## [Exercise objective]
Print, please, the line that contains "Would you mind annotating the terracotta" and each line after it to the end of the entries, unchanged and with nothing else.

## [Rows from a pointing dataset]
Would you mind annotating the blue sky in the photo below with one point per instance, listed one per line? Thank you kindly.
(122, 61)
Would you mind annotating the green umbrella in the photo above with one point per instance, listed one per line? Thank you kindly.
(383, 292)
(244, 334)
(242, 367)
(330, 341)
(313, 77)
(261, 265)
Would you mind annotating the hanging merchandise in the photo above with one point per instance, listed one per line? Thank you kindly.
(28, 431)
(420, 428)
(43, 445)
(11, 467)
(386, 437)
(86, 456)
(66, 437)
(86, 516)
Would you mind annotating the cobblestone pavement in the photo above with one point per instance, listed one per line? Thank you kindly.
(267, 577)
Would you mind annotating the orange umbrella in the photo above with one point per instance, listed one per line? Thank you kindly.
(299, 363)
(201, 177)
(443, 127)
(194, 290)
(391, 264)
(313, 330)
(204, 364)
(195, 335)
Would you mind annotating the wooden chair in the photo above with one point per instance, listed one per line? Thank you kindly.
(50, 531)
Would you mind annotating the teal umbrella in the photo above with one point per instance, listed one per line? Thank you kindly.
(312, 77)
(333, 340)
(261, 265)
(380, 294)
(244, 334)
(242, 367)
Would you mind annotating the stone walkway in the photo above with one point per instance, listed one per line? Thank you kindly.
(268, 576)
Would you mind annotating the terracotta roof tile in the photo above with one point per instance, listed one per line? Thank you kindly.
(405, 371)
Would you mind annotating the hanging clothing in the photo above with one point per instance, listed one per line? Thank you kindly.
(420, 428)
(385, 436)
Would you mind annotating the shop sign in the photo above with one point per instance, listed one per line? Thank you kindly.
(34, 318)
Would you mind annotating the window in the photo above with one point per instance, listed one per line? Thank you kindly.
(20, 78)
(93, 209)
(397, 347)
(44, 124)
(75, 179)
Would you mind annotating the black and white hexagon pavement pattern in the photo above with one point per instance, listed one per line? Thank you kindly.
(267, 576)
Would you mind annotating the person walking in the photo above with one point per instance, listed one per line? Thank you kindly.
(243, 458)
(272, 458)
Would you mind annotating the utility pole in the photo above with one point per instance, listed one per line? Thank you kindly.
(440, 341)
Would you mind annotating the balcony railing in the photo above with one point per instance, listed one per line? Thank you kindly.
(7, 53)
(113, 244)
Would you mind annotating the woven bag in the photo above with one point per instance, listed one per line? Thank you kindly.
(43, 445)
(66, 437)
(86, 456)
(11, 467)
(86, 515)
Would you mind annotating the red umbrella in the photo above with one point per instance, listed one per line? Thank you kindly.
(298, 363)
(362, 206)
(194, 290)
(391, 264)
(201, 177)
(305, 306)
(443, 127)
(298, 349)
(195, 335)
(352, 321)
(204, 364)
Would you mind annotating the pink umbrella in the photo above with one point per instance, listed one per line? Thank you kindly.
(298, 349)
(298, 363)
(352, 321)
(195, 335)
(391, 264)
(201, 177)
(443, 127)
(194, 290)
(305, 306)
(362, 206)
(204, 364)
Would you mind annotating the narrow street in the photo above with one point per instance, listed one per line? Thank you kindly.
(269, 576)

## [Response to this exercise]
Would you mind annotating the terracotta roof tile in the photo above with one point per instance, listed one per line? Thank you kindly.
(405, 371)
Would you mind annotating the hanging clothing in the photo above with one point per instance, listed one per line? Thank you kindly.
(420, 428)
(385, 436)
Would you mind annotating the shop sign in the photo above with one point per instance, listed one per line? Thank you kindly.
(34, 318)
Would you mind annotating the window in the photo above with one point per instance, listed one per line? Thank you kindly.
(20, 78)
(93, 209)
(397, 347)
(44, 124)
(75, 179)
Would you mind annotating the black and white hexagon pavement pattern in the photo above with one point per instance, listed one per line? Thank you kindly.
(267, 576)
Would you mind annotating the person walking in the photo above with one point per instance, listed one per line? Thank you kindly.
(243, 458)
(272, 458)
Would you mind annotating the utility pole in the photo above with one point per instance, listed one per line? Thank you kindly.
(440, 341)
Would you mind annotating the balcony railing in the photo above with one point per instance, listed one per line? Thank you kindly.
(7, 53)
(113, 244)
Would you mind annotating the woven bag in the photo above with one point per instance, listed one per line? Thank you kindly.
(43, 445)
(66, 437)
(86, 456)
(11, 467)
(86, 515)
Would you mind annotating the red umbrella in the photo above with one point per instance, listed one per line? Thank you kindly.
(298, 363)
(362, 206)
(194, 290)
(391, 264)
(201, 177)
(305, 306)
(443, 127)
(298, 349)
(195, 335)
(352, 321)
(204, 364)
Would you mind annotating the pink umbrella in the photo above with one point per instance, listed one per line? Thank you kindly.
(298, 349)
(298, 363)
(352, 321)
(195, 335)
(391, 264)
(201, 177)
(443, 127)
(194, 290)
(305, 306)
(362, 206)
(204, 364)
Would you mind annotating the narrow street in the photo above with one point per instance, listed one per line? Thank you kindly.
(269, 576)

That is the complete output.